--- DATA EXCERPTS ---

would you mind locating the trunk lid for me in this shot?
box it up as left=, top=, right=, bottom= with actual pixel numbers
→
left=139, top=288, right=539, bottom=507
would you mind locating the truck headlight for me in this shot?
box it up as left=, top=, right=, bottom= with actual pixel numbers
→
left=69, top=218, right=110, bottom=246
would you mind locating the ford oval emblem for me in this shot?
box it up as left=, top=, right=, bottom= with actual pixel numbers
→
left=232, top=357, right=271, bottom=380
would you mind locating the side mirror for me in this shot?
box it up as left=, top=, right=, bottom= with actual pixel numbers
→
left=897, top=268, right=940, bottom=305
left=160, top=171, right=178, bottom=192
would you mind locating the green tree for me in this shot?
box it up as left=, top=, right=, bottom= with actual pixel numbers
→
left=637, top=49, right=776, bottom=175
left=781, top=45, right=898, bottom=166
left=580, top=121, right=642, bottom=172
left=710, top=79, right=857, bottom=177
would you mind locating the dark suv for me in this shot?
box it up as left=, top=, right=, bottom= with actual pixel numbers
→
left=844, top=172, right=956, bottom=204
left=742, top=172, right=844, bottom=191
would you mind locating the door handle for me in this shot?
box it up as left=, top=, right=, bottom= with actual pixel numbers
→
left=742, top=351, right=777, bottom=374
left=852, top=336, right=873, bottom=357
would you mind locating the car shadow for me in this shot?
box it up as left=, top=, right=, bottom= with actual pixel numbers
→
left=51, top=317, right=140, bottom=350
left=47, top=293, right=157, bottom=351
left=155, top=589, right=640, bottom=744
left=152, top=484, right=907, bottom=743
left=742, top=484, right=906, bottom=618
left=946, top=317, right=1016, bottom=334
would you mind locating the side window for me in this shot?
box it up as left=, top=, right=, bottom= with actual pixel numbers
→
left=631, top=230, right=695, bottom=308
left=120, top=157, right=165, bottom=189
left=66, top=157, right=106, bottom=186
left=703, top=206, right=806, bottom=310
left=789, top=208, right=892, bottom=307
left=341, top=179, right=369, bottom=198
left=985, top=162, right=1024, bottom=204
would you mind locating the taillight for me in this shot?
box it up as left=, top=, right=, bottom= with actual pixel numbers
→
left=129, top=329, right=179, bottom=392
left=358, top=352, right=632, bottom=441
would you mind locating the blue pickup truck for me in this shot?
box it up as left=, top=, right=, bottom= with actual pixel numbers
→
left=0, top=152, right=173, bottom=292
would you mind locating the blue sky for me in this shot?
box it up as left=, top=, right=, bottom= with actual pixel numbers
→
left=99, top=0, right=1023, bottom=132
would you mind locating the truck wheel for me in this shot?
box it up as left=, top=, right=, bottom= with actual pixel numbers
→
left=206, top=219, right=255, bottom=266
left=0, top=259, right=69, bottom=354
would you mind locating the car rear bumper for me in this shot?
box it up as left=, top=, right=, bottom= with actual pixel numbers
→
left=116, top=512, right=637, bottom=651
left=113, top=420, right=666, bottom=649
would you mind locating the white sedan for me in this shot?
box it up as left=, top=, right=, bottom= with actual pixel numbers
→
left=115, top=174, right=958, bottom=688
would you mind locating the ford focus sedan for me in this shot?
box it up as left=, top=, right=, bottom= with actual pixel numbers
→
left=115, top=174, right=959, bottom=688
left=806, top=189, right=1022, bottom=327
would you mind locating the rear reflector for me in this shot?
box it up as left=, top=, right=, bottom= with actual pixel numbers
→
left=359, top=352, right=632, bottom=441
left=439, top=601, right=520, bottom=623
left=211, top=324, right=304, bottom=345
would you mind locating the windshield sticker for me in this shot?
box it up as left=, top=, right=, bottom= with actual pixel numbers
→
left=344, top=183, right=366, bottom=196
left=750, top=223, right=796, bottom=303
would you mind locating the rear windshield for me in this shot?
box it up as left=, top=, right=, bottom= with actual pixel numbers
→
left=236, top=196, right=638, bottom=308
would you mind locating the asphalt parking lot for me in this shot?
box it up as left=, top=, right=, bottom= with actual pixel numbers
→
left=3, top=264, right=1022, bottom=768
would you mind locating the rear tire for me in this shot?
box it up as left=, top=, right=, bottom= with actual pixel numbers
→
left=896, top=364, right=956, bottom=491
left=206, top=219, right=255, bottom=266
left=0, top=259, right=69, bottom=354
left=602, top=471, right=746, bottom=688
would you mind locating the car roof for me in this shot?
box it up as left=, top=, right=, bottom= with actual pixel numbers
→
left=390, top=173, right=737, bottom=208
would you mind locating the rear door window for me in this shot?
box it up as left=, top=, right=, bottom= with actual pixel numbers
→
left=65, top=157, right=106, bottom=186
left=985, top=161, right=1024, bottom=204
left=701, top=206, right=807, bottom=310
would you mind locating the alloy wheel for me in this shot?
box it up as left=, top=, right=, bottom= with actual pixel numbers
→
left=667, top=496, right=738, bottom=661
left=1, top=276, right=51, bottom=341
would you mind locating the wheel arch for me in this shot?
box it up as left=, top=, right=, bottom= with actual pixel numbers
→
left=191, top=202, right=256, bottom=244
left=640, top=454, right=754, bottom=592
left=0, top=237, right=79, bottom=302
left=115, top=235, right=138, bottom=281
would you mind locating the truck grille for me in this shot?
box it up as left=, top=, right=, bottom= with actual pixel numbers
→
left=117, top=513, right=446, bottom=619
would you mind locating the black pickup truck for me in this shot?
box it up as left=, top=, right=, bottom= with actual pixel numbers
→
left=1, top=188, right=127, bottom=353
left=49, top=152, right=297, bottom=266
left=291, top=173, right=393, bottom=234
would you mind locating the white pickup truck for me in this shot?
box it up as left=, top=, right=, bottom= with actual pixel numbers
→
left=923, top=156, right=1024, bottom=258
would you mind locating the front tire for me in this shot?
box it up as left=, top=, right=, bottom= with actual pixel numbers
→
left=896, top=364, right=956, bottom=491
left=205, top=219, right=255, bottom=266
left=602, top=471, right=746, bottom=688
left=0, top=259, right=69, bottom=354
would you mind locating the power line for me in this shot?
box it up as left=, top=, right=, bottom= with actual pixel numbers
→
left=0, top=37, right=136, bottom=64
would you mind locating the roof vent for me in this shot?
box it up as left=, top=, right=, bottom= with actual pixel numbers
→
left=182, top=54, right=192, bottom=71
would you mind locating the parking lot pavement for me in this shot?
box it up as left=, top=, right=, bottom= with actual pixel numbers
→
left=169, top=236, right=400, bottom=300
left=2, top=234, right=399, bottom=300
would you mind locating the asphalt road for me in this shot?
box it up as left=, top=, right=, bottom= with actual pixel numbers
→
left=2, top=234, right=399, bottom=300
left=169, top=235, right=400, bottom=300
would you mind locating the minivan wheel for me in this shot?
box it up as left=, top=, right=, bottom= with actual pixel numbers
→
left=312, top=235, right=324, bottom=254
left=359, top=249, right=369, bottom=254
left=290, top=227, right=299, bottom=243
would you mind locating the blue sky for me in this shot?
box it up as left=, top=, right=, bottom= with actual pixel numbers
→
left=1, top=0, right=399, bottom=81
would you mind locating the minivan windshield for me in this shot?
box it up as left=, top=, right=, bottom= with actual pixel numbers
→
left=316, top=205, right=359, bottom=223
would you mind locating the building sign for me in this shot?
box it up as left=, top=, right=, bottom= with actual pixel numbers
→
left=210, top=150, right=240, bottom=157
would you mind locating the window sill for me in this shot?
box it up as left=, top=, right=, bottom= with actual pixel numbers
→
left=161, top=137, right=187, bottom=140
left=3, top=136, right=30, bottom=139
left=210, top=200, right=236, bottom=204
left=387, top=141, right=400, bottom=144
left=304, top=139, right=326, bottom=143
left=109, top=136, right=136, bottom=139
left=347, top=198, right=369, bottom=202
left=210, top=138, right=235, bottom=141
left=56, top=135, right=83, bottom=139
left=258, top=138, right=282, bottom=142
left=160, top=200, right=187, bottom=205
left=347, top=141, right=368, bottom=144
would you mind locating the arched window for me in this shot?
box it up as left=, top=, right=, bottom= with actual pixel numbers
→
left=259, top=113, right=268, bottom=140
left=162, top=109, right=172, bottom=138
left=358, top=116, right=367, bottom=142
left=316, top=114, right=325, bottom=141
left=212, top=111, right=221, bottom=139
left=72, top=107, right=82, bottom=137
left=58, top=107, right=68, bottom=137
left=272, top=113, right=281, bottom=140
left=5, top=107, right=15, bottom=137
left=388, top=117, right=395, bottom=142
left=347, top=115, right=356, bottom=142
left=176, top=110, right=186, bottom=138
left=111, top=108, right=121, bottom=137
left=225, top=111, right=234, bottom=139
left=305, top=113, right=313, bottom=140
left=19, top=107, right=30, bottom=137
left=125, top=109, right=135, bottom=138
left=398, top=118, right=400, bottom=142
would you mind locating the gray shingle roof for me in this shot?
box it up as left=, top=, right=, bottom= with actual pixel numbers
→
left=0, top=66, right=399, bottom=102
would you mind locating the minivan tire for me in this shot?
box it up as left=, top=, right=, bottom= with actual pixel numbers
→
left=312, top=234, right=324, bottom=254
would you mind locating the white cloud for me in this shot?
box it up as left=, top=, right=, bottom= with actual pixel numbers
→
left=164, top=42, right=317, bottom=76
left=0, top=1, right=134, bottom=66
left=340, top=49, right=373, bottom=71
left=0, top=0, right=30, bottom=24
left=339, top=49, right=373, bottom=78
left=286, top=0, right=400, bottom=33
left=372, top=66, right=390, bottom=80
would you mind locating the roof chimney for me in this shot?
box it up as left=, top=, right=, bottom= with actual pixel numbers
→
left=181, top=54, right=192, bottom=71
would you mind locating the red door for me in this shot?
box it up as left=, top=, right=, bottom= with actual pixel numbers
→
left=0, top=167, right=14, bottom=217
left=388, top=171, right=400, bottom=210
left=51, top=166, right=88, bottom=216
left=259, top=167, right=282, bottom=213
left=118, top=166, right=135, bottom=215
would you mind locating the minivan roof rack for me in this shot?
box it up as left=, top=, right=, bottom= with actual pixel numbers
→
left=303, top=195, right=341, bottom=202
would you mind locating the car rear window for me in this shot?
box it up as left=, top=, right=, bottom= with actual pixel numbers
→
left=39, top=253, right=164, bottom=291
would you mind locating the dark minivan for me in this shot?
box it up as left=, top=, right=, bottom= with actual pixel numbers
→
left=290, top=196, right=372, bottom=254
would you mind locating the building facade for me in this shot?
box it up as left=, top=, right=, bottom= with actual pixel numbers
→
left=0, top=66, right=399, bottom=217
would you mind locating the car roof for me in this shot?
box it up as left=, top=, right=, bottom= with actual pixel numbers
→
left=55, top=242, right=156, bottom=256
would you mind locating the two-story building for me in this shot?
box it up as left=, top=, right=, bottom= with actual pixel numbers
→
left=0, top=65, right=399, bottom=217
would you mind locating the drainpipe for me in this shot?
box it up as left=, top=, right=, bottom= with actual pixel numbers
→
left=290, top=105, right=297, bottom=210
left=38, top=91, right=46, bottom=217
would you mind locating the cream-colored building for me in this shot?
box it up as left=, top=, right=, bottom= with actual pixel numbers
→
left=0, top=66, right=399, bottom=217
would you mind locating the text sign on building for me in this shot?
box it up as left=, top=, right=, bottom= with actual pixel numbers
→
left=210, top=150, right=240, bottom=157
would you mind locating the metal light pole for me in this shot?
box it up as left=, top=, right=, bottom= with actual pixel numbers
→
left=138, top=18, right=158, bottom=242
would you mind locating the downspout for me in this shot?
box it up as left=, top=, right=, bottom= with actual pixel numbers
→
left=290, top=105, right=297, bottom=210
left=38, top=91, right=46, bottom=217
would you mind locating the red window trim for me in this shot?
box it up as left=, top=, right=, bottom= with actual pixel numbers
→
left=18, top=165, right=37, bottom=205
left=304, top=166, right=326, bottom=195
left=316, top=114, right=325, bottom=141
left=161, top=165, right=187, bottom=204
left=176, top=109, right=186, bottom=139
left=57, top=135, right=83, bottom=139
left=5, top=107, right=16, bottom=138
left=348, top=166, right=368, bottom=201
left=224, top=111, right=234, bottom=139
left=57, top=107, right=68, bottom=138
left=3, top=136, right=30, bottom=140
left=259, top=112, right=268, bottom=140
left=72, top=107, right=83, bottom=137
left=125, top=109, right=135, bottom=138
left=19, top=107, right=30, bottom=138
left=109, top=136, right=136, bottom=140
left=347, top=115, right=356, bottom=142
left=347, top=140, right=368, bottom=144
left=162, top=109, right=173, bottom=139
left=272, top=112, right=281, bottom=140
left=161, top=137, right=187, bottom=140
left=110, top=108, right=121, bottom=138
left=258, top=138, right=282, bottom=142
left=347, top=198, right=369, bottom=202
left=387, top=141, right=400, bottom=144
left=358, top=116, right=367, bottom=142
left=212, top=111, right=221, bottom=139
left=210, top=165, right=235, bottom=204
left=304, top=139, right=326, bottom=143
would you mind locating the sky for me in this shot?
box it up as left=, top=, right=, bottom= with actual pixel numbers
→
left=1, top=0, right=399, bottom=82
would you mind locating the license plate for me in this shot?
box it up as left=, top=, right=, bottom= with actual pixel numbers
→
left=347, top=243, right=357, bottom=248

---

YOUR TASK —
Set down again, word for word, the stretch of records from the line with "would you mind locating the minivan tire" to the line with "would you mind locating the car rear window", both of those lines included.

WORKED SOLUTION —
would you mind locating the minivan tire for me in this shot?
box it up as left=, top=, right=, bottom= with actual pixel numbers
→
left=312, top=234, right=324, bottom=254
would you mind locating the white cloud for me in this shot?
box it up as left=, top=, right=, bottom= with actual pixel numbers
→
left=164, top=42, right=317, bottom=76
left=0, top=1, right=134, bottom=66
left=340, top=49, right=373, bottom=71
left=0, top=0, right=30, bottom=24
left=339, top=49, right=373, bottom=78
left=286, top=0, right=400, bottom=33
left=372, top=66, right=390, bottom=80
would you mind locating the roof chimney for me in this shot?
box it up as left=, top=, right=, bottom= with actual pixel numbers
→
left=181, top=54, right=192, bottom=71
would you mind locating the red door for me in this shot?
box it up as left=, top=, right=, bottom= with actual pixel numbers
→
left=0, top=167, right=14, bottom=217
left=388, top=171, right=400, bottom=210
left=51, top=166, right=88, bottom=216
left=259, top=167, right=282, bottom=213
left=118, top=166, right=135, bottom=215
would you mind locating the minivan roof rack for me in this shot?
box it up as left=, top=, right=, bottom= with actual pixel numbers
→
left=303, top=195, right=341, bottom=202
would you mind locating the car rear window for me in this shot?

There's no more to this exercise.